> Selected passage

+===+

Based on the report, McLane declined to provide workers’ compensation benefits, so Hawes requested an expedited hearing.
Dr. Reaston testified at the hearing that she is the “chief executive officer, co-founder, and chief science officer” of Emerge Diagnostics, a company “in the business of providing better diagnostics for musculoskeletal disorders and performing electrodiagnostic functional assessment services.” She explained that an EFA “measures muscle function [and] indirectly measures nerves and [the] clinical significance of disc pathology.” Dr. Reaston confirmed that “medical personnel” place electrodes on patients but stated the test is ordered by a medical doctor.
The trial court ordered McLane to provide a panel of physicians, and it appealed.
The opinion
The Board began its analysis by reminding that both Section 50-6-204(a)(3)(A)(i) and Rule 0800-02-01-.06(1) require an employer to provide a panel of physicians on receipt of notice of a workplace injury and the employee expressing a need for medical care.
McLane argued that Rule 0800-02-01-.06(4) allows employers to direct injured employees to onsite, in-house or other similar employer-sponsored medical providers before providing a panel.
The Board wrote: “[W]hile an employer may direct an employee to see an ‘employer-sponsored medical provider’ priorto the provision of a panel, this examination does not replace a panel or relieve that employer of its obligation to provide a panel of physicians[.]”
McLane contended an employer has an “absolute right” to decline providing a panel of physicians when it has evidence establishing a defense. The Board agreed an employer has a right to investigate and deny a claim based on its factual assertion that the alleged work accident didn’t occur as reported, or as the result of asserting an affirmative defense.
But, “an employer’s assertion that an employee has no medical evidence supporting his or her claim does not, standing alone, excuse it from the statutory obligations under section 50-6-204(a)(1)(A).” The Board held that early on in McCord v. Advantage Human Resourcing.

+===+

> Supplied information
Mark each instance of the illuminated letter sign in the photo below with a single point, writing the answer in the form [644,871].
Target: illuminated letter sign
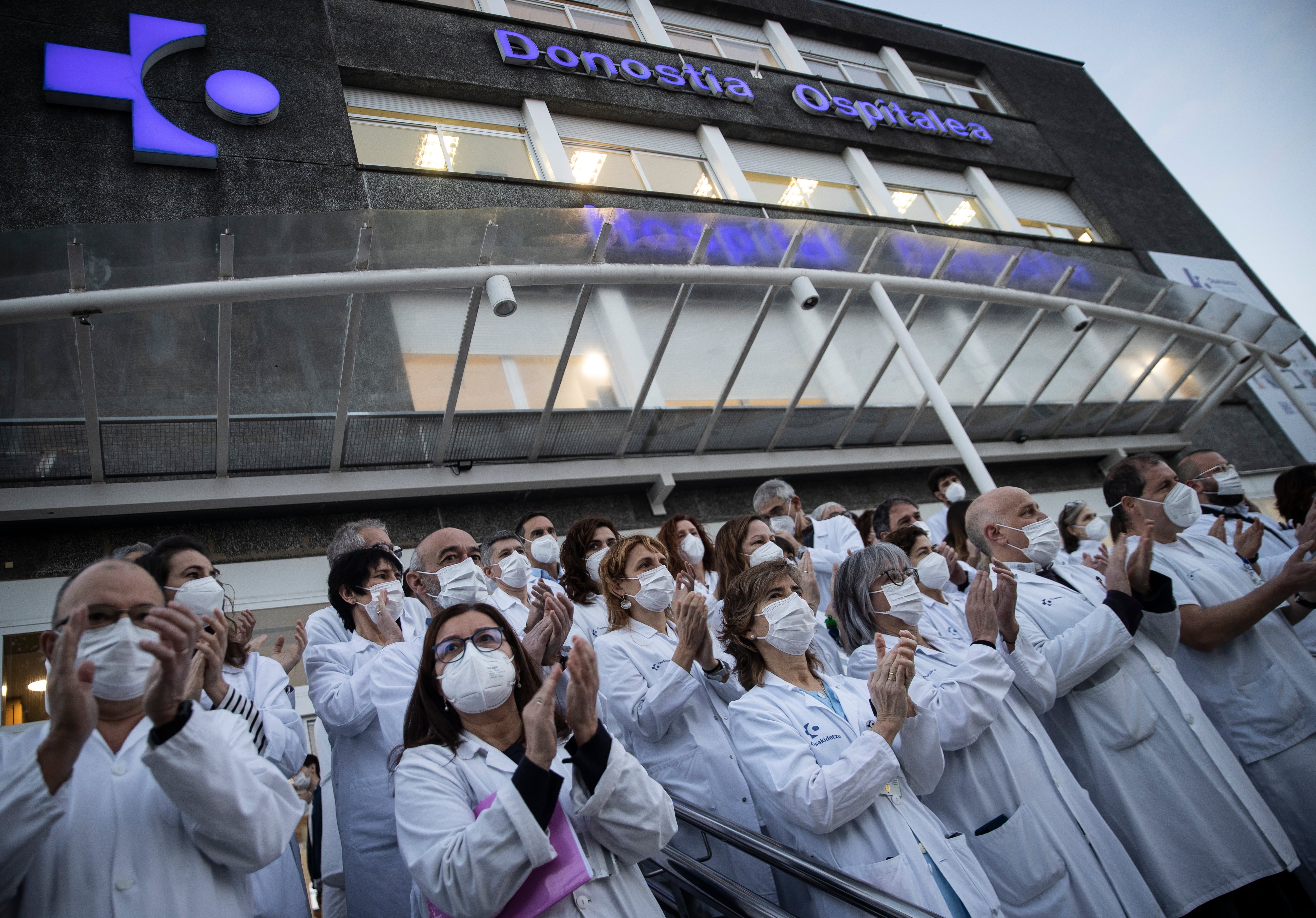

+===+

> Action item
List every numbered statute section and rule that the workers' compensation text cites.

> Exercise output
Section 50-6-204(a)(3)(A)(i)
Rule 0800-02-01-.06(1)
Rule 0800-02-01-.06(4)
section 50-6-204(a)(1)(A)